* ESERCIZIO ASSEGNATO 1: Riscala l'elenco dall'inizio fino alla riga che contiene "65), (351, 62)]", estremi inclusi. Riporta ogni riga senza modifiche, tranne le coordinate che seguono ogni «Answer:»: moltiplicale per 2,35 e arrotondale all'intero, con le metà per eccesso.

* BRANO SELEZIONATO:

D'altronde a me non interessa chi parla ma piuttosto cosa dice, ci sono anche fior di biblisti che dicono delle emerite stupidaggini!

Mi pare però che sorvoli un po' troppo grossolanamente sulle testimonianze rabbiniche


Non sto sorvolando, ma devo dirti che le trovo poco probanti, per diverse ragioni. La prima è che come d'altronde riconosce lo stesso Dodd si tratta di testimonianze troppo tarde per stabilire un rapporto tra il rabbismo giudaico e il vangelo di Giovanni, per esempio chiude il paragrafo sul nome di Dio con questa osservazione: "molto di quanto ho detto sembrerà un pò una speculativo, manca inoltre qualche anello della catena dimostrativa"

Dodd infatti usa spesso materiale di epoca più tarda all'epoca che lui considera importante per la formazione del Vangelo di Giovanni (cioè dal 70 al 135) e quando lo fa si accontenta di considerare il giudaismo nel suo insieme benchè quello di Gesù è di na generazione anteriore al 70 e quello di Giovanni di una generazione posteriore, ed in mezzo abbiamo l'evento più catastrofico nella storia del giudaismo che ne cambiò radicalmente il volto.

Non voglio certo sminuire il lavoro di Dodd ma credo che si debbano anche valutarne i limiti.

* ELENCO DISPONIBILE:
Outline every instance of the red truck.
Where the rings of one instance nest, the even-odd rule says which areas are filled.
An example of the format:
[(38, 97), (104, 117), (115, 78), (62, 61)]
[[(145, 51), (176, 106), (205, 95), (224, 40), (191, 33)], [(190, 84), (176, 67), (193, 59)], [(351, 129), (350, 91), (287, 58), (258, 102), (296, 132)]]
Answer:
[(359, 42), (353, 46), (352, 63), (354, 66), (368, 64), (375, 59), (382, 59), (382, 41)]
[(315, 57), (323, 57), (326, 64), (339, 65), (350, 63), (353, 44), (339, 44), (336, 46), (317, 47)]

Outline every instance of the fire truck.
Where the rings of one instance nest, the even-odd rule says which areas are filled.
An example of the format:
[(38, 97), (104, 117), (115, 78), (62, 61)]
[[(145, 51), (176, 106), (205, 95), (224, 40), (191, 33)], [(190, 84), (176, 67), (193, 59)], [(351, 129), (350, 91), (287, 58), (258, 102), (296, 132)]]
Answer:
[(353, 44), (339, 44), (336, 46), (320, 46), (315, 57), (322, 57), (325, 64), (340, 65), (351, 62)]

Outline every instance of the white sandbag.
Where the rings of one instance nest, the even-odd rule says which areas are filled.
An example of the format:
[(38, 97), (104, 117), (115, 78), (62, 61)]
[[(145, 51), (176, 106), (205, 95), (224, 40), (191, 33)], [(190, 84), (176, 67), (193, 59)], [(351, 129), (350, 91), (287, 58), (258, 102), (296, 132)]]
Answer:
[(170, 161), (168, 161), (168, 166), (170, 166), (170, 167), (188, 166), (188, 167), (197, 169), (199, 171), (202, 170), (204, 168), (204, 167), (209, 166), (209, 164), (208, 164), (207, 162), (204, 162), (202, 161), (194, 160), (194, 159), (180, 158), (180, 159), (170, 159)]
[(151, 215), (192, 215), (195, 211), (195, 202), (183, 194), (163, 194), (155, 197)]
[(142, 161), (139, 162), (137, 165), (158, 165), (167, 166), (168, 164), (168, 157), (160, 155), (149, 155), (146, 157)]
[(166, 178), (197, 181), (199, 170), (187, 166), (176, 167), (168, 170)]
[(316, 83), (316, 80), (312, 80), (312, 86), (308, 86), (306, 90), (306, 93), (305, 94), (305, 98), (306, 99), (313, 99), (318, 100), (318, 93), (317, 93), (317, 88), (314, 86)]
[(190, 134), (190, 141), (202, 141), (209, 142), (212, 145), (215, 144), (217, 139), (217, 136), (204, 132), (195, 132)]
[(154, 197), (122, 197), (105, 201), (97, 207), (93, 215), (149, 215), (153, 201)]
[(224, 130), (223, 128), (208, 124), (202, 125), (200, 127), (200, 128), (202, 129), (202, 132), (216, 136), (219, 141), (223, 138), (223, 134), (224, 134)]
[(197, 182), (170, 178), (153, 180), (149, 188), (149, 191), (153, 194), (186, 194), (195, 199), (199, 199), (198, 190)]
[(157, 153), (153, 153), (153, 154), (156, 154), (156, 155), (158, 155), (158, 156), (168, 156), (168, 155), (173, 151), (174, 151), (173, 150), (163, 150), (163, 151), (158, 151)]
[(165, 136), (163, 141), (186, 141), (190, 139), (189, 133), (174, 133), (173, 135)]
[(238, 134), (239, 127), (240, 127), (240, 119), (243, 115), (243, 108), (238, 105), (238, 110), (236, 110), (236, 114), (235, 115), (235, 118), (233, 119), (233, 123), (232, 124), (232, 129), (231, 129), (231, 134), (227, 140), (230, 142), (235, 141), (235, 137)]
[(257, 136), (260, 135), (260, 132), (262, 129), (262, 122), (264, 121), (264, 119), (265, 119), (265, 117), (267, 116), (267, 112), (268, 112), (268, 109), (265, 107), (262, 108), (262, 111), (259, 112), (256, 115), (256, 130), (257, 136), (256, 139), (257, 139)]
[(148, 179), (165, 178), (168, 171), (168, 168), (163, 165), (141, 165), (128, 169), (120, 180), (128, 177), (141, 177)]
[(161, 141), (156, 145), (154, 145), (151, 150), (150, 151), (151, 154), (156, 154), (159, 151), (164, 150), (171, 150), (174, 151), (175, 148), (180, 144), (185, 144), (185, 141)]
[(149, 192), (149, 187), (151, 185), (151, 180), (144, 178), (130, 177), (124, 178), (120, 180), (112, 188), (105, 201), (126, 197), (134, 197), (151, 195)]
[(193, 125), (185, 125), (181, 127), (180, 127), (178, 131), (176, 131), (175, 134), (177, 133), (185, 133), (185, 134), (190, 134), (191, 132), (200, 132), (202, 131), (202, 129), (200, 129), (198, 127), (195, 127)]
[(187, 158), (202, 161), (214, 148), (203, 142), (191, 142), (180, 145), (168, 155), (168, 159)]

* ESERCIZIO ASSEGNATO 2: Riprendi il brano su Dodd e il Vangelo di Giovanni, proseguendolo dopo l'ultima frase.

* OUTPUT ATTESO 1:
Outline every instance of the red truck.
Where the rings of one instance nest, the even-odd rule says which areas are filled.
An example of the format:
[(38, 97), (104, 117), (115, 78), (62, 61)]
[[(145, 51), (176, 106), (205, 95), (224, 40), (191, 33)], [(190, 84), (176, 67), (193, 59)], [(351, 129), (350, 91), (287, 58), (258, 102), (296, 132)]]
Answer:
[(844, 99), (830, 108), (827, 148), (832, 155), (865, 150), (881, 139), (898, 139), (898, 96)]
[(740, 134), (759, 134), (766, 150), (797, 153), (823, 148), (830, 103), (797, 103), (790, 108), (745, 110)]

Outline every instance of the fire truck.
Where the rings of one instance nest, the even-odd rule says which areas are filled.
An example of the format:
[(38, 97), (104, 117), (115, 78), (62, 61)]
[[(145, 51), (176, 106), (205, 95), (224, 40), (191, 33)], [(190, 84), (176, 67), (193, 59)], [(351, 129), (350, 91), (287, 58), (258, 102), (296, 132)]]
Answer:
[(830, 103), (797, 103), (790, 108), (752, 108), (740, 134), (757, 134), (764, 150), (799, 153), (825, 146)]

* OUTPUT ATTESO 2:
Per entrare nel particolare mi pare che in Giuda ben Ilai (130-160 dC) l'espressione ‘ani wehu, Io e Lui (che indicava l’unione intima o quasi identificazione di Dio con Israele) non indichi che 'ani hu era considerato un nome divino, al massimo qui YHWH era identificato con "Lui". Che si possa pensare ad una intima relazione tra Israele e Lui può essere accettabile nella logica ebraica, ma parlare di "identificazione" mi pare francamente un pò una forzatura di Dodd.

Le altre due testimonianze mi sembrano francamente ininfluenti (per altro quella di Abbahu è troppo tarda, del III secolo) in quanto anche qui non vedo un uso particolare di 'ani hu usato semplicemente nel suo senso grammaticale di "io stesso".

Più credibile potrebbe sembrare la citazione di Pinkas ben Jair (130-160 d.C.) di cui però dobbiamo chiederci che peso potesse avere la sua opinione sulle parole di Cristo e su Giovanni vissuti diverse generazioni prima (e tra Cristo e ben Jair c'è il 70).

La sua traduzione è chiaramente una interpretazione (infatti traduce anche in modo errato ki) di quel versetto particolare non risulta infatti, a quanto dice Dodd, che egli mantenga 'ani hu negli altri versetti di Isaia in cui compare questa espressione, per cui non mi pare che possa essere usato come argomento per sostenere che 'ani hu era considerato di per sè un nome divino visto che in altri casi è reso normalmente secondo la grammatica. Mi pare davvero un pò poco per stabilire con una certa sicurezza che per il tutto il giudaismo del 1° secolo fosse comune identificare YHWH con 'ani hu. A mio parere non ci sono gli estremi per farlo. E ancora si dovrebbe stabilire un rapporto diretto tra il rabbinismo giudsismo e il vangelo di Giovanni, operazione ancora tutta da fare.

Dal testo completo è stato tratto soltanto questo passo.